┌──

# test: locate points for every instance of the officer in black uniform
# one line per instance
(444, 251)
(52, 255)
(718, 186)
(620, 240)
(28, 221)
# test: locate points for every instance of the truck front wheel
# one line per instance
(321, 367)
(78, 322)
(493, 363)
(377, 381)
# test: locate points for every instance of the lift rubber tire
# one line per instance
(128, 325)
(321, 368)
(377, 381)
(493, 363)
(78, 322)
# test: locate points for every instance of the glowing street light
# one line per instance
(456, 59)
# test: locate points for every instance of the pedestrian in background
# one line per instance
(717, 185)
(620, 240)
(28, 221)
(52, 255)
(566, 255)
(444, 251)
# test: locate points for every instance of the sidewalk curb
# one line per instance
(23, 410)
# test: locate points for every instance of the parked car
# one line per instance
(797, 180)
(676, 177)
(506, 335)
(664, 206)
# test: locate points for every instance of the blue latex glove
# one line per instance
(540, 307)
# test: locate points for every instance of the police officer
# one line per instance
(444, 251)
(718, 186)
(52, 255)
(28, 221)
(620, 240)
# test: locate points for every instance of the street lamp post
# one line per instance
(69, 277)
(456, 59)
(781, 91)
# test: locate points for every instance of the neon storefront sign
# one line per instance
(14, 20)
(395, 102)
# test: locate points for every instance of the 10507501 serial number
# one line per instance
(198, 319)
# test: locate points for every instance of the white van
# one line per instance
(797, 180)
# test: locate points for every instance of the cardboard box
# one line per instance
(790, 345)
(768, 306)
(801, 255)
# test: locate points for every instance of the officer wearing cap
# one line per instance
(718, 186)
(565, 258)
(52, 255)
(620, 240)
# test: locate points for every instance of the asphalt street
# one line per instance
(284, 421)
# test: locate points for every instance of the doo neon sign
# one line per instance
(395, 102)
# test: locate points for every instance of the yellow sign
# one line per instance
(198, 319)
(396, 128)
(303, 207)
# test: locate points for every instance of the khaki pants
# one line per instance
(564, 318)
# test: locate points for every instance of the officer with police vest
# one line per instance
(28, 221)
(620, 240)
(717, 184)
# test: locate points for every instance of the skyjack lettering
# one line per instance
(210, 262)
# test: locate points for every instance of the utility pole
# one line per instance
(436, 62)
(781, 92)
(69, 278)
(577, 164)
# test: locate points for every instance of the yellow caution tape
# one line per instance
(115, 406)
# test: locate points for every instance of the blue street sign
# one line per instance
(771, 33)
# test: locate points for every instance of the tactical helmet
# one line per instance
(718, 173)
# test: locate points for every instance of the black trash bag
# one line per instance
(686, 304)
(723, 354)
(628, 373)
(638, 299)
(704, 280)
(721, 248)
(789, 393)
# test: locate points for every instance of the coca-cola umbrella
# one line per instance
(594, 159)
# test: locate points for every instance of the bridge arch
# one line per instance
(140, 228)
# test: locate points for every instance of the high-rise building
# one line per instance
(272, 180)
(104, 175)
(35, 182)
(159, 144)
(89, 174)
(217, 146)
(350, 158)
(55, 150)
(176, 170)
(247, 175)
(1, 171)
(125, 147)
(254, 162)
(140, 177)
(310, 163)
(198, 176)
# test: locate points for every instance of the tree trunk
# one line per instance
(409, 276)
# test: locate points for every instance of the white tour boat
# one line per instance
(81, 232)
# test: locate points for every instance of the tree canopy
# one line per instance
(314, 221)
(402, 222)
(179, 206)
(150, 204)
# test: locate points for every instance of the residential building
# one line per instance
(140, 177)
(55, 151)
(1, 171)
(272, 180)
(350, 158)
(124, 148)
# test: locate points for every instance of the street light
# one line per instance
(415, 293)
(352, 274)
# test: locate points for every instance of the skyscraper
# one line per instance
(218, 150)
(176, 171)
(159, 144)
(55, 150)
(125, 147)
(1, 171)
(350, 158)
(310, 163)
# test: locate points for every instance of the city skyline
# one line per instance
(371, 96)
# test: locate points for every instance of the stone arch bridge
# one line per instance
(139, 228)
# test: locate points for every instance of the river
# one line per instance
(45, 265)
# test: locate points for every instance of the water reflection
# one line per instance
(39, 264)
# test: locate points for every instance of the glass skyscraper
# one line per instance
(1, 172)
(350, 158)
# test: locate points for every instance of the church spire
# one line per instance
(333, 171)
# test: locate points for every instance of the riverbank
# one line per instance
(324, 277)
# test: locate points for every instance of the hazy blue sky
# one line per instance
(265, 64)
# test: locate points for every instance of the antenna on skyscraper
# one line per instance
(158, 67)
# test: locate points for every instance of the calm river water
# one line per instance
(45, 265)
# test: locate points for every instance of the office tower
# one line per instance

└──

» **HOW TO COMPLETE THIS TASK**:
Search the records for the word "bridge" and copy every line where it occurs.

» **SOLVED PROBLEM**:
# test: locate points for every instance of the bridge arch
# test: locate points for every instance of the stone arch bridge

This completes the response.